§ **Consigne A**: Indiquez si chacune des affirmations (i), (ii) et (iii) concorde avec le texte sur l’euro numérique ci-dessous, en répondant par oui ou par non et en citant mot pour mot le passage qui tranche. (i) L’Eurosystème prévoit d’introduire d’abord un euro numérique de gros dès 2026. (ii) L’euro numérique grand public remplacerait les pièces et billets. (iii) Une pièce d’identité sera désormais exigée pour retirer de l’argent aux distributeurs.
§ **Consigne B**: Rédigez la suite du texte sur l’euro numérique à partir de sa dernière phrase.

§ **Texte**:
========================

Calendrier prévisionnel. Plusieurs responsables confirment que le calendrier est lointain. Le gouverneur de la Banque de France, François Villeroy de Galhau, a indiqué en mai 2025 que l’Eurosystème planifiait d’abord d’introduire un euro numérique de gros (pour les transactions interbancaires) dès 2026, puis de poursuivre les travaux sur la version « de détail » (destinée au public) dans les années suivantes . D’autres sources (ECB) estiment que l’ensemble du cadre législatif pourrait être bouclé d’ici début 2026, puis il faudrait encore deux à trois ans de préparation technique pour lancer la monnaie digitale grand public . En pratique, on n’attend donc pas un « euro numérique grand public » avant 2027-2028, et ce dernier ne remplacerait pas les pièces et billets.

En résumé, l’euro numérique est un projet réel mais il ne supprime pas le cash. Les responsables de la BCE insistent sur ce point : il « constituerait une solution de paiement complémentaire » , adapté à l’ère numérique, mais sans interdire le liquide. Le fonctionnement projeté du digital euro garantit même explicitement un niveau de vie privée similaire aux espèces . Toutes les publications officielles réaffirment que le cash restera disponible et que la monnaie digitale sera gratuite et sécurisée pour les citoyens.

Décryptage des rumeurs virales

Les faux arguments abondent sur les réseaux. Voici quelques-unes des rumeurs principales et leur réalité :

  • Vidéo TikTok du 24 avril (compte « france.info63 ») : une vidéo relayée partout annonçait « confirmation : nouvelle loi en avril – l’argent liquide sera interdit dans toute la France et en Europe » . Cette vidéo est manifestement une canular : aucun texte n’a été voté en avril sur ce sujet. Le site de l’Assemblée nationale ne recense aucune loi promulguée ce mois-là traitant d’argent liquide . Les logos et orthographe de la vidéo étaient faux, signe typique de désinformation.
  • Nécessité d’un justificatif pour les retraits d’espèces : certains ont écrit qu’à partir de 2025, tout retrait au guichet ou au distributeur demanderait une preuve de besoin. C’est faux. La Fédération bancaire française rappelle qu’« aucune nouvelle politique ne prévoit l’exigence d’une pièce d’identité pour retirer de l’argent aux distributeurs » . En pratique, on peut toujours retirer au DAB simplement avec sa carte et son code comme avant.

========================

(Entrées de données)
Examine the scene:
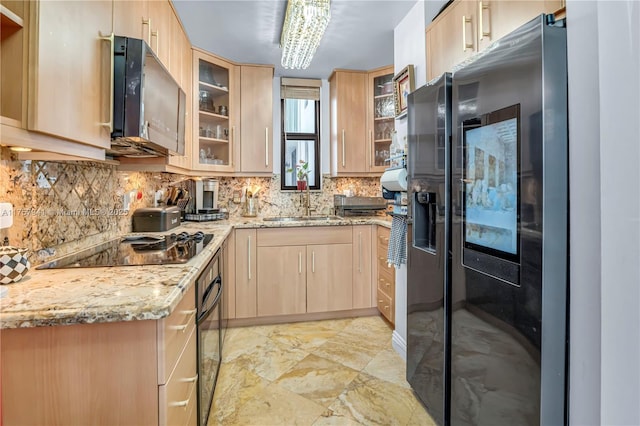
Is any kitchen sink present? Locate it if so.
[300,216,341,220]
[262,216,341,222]
[262,216,302,222]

========================

§ **Zone de réponse A**:
(i) Oui : « l’Eurosystème planifiait d’abord d’introduire un euro numérique de gros (pour les transactions interbancaires) dès 2026 ».
(ii) Non : « ce dernier ne remplacerait pas les pièces et billets ».
(iii) Non : « aucune nouvelle politique ne prévoit l’exigence d’une pièce d’identité pour retirer de l’argent aux distributeurs ».

§ **Zone de réponse B**:
  • Suppression des distributeurs automatiques : une autre rumeur évoquait la disparition prochaine des DAB. Là aussi, les banques le démentent formellement : aucune instruction de ce type n’a été donnée.
  • Interdiction progressive des billets (par pays européens) : outre la France, des messages ont circulé à propos d’autres pays – par exemple, le fantasme qu’il faudrait abolir les billets de 50 € en Espagne en 2025. Mais la Banque d’Espagne a démenti tout retrait du marché ; tous les billets continuent d’être valables . Il n’y a aucune mesure concrète de ce genre en France non plus.
  • Loi d’interdiction du cash en Europe en 2025 ou 2026 : ce type de rumeur généralise abusivement des discussions européennes. En réalité, comme vu plus haut, l’UE envisage un plafond à 10 000 € (en cours de négociation) , loin d’une interdiction du cash. De plus, même si l’UE fixait ce plafond en 2027, cela ne toucherait pas les petits épargnants en France – déjà soumis à 1 000 € maximum et aux mêmes 1 000 € en Espagne/Italie .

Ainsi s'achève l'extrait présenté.